» Problem to work on
All that is needed is every record, duplicated exactly.

(Input material Opens)

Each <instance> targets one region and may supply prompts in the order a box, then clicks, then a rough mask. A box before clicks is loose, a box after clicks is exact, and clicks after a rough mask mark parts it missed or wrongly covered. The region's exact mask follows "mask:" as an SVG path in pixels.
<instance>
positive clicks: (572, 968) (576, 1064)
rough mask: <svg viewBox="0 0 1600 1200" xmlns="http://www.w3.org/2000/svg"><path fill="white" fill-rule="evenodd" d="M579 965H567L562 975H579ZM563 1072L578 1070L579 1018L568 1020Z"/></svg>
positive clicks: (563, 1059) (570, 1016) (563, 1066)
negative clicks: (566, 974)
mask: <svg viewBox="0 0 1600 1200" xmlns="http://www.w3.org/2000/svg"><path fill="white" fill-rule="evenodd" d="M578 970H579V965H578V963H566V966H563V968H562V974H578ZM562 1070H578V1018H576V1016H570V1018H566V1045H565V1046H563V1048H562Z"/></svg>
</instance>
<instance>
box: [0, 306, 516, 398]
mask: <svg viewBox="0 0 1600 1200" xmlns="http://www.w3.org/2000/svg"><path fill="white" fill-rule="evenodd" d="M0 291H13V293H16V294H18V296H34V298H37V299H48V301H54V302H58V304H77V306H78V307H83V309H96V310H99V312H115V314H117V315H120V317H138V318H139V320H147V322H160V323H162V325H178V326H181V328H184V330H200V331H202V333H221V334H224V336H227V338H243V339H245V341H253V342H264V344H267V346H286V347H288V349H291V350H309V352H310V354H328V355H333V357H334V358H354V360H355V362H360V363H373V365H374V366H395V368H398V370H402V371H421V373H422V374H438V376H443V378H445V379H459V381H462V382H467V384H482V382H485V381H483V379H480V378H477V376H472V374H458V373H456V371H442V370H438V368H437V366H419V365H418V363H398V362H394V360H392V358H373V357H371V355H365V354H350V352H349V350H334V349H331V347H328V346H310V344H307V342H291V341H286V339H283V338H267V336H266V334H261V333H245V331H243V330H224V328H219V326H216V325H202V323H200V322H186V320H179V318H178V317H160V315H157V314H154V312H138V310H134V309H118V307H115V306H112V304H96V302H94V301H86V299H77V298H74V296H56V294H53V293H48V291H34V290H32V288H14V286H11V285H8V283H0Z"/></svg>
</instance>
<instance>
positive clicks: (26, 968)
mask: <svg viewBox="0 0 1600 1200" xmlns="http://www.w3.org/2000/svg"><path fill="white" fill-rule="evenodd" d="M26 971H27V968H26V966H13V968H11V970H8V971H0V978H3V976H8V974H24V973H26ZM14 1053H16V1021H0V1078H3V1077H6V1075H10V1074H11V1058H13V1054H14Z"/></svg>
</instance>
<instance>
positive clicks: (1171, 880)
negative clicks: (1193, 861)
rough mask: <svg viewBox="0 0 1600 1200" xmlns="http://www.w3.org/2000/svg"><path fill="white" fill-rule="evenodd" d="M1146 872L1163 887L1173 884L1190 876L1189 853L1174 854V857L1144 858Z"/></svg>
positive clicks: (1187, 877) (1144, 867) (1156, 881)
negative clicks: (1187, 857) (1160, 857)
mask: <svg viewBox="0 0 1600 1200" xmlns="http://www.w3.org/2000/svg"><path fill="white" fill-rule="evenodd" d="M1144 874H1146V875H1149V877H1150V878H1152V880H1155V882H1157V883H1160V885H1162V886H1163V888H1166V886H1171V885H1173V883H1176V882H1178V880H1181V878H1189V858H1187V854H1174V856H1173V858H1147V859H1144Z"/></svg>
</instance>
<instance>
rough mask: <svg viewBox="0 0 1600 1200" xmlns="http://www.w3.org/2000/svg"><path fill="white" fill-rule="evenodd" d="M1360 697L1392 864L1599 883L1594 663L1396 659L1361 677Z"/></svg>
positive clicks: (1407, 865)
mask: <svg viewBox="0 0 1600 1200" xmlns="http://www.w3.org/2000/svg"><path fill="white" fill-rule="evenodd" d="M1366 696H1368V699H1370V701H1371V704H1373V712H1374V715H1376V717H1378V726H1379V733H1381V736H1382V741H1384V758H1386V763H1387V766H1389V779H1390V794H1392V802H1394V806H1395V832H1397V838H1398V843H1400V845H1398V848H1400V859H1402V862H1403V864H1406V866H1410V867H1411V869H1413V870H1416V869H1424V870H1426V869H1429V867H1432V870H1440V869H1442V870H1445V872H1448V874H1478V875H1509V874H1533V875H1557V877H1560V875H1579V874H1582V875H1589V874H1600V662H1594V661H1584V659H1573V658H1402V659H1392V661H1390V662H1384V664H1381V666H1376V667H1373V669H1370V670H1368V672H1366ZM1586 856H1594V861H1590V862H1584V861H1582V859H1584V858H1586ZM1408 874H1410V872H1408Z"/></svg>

(Input material Closes)

» Exercise response
Each <instance> targets one region and may supply prompts in the order a box, then clicks, then a rough mask. A box before clicks is loose, a box after clicks is exact, and clicks after a rough mask mark parts it missed or wrongly covered. The region's exact mask follows "mask:" as an SVG path in pixels.
<instance>
positive clicks: (572, 968) (576, 1064)
rough mask: <svg viewBox="0 0 1600 1200" xmlns="http://www.w3.org/2000/svg"><path fill="white" fill-rule="evenodd" d="M579 965H567L562 975H579ZM563 1072L578 1070L579 1018L568 1020Z"/></svg>
positive clicks: (563, 1059) (570, 1016) (563, 1066)
negative clicks: (566, 974)
mask: <svg viewBox="0 0 1600 1200" xmlns="http://www.w3.org/2000/svg"><path fill="white" fill-rule="evenodd" d="M578 970H579V965H578V963H566V966H563V968H562V974H578ZM562 1070H578V1018H576V1016H570V1018H566V1045H565V1046H563V1048H562Z"/></svg>
</instance>
<instance>
box: [0, 306, 516, 398]
mask: <svg viewBox="0 0 1600 1200" xmlns="http://www.w3.org/2000/svg"><path fill="white" fill-rule="evenodd" d="M0 291H13V293H16V294H18V296H34V298H37V299H48V301H54V302H58V304H77V306H78V307H83V309H96V310H99V312H115V314H117V315H120V317H138V318H139V320H147V322H160V323H162V325H178V326H181V328H184V330H200V331H202V333H221V334H224V336H227V338H243V339H245V341H253V342H264V344H267V346H286V347H288V349H291V350H309V352H310V354H328V355H333V357H334V358H354V360H355V362H360V363H373V365H374V366H395V368H398V370H402V371H421V373H422V374H438V376H443V378H445V379H459V381H462V382H467V384H482V382H485V381H483V379H480V378H477V376H472V374H458V373H456V371H442V370H438V368H437V366H419V365H418V363H398V362H394V360H392V358H373V357H371V355H365V354H350V352H349V350H334V349H331V347H328V346H310V344H307V342H291V341H286V339H283V338H267V336H266V334H261V333H245V331H243V330H224V328H219V326H216V325H202V323H200V322H186V320H179V318H178V317H160V315H157V314H154V312H138V310H134V309H118V307H115V306H112V304H96V302H94V301H86V299H77V298H74V296H56V294H53V293H48V291H34V290H32V288H14V286H11V285H8V283H0Z"/></svg>
</instance>
<instance>
positive clicks: (26, 968)
mask: <svg viewBox="0 0 1600 1200" xmlns="http://www.w3.org/2000/svg"><path fill="white" fill-rule="evenodd" d="M26 971H27V968H26V966H13V968H11V970H8V971H0V978H3V976H8V974H24V973H26ZM14 1053H16V1021H0V1078H3V1077H6V1075H10V1074H11V1058H13V1054H14Z"/></svg>
</instance>
<instance>
positive clicks: (1171, 880)
negative clicks: (1193, 861)
rough mask: <svg viewBox="0 0 1600 1200" xmlns="http://www.w3.org/2000/svg"><path fill="white" fill-rule="evenodd" d="M1146 872L1163 887L1173 884L1190 876L1189 853L1174 854V857L1144 858Z"/></svg>
positive clicks: (1187, 877) (1144, 867) (1156, 881)
negative clicks: (1187, 857) (1160, 857)
mask: <svg viewBox="0 0 1600 1200" xmlns="http://www.w3.org/2000/svg"><path fill="white" fill-rule="evenodd" d="M1144 874H1146V875H1149V877H1150V878H1152V880H1155V882H1157V883H1160V885H1162V886H1163V888H1166V886H1171V885H1173V883H1176V882H1178V880H1181V878H1189V858H1187V854H1174V856H1173V858H1147V859H1144Z"/></svg>
</instance>
<instance>
rough mask: <svg viewBox="0 0 1600 1200" xmlns="http://www.w3.org/2000/svg"><path fill="white" fill-rule="evenodd" d="M1360 697L1392 864L1599 883L1594 663L1396 659L1361 677Z"/></svg>
positive clicks: (1407, 865)
mask: <svg viewBox="0 0 1600 1200" xmlns="http://www.w3.org/2000/svg"><path fill="white" fill-rule="evenodd" d="M1366 696H1368V699H1370V701H1371V704H1373V712H1374V715H1376V717H1378V726H1379V733H1381V736H1382V741H1384V758H1386V763H1387V766H1389V779H1390V794H1392V802H1394V806H1395V832H1397V838H1398V843H1400V845H1398V848H1400V859H1402V862H1403V864H1406V866H1410V867H1411V869H1413V870H1416V869H1424V870H1426V869H1429V867H1432V870H1440V869H1442V870H1445V872H1448V874H1478V875H1509V874H1533V875H1557V877H1560V875H1579V874H1582V875H1589V874H1600V662H1594V661H1584V659H1573V658H1402V659H1392V661H1390V662H1384V664H1381V666H1376V667H1373V669H1370V670H1368V672H1366ZM1586 856H1594V861H1590V862H1584V861H1582V859H1584V858H1586ZM1408 874H1410V872H1408Z"/></svg>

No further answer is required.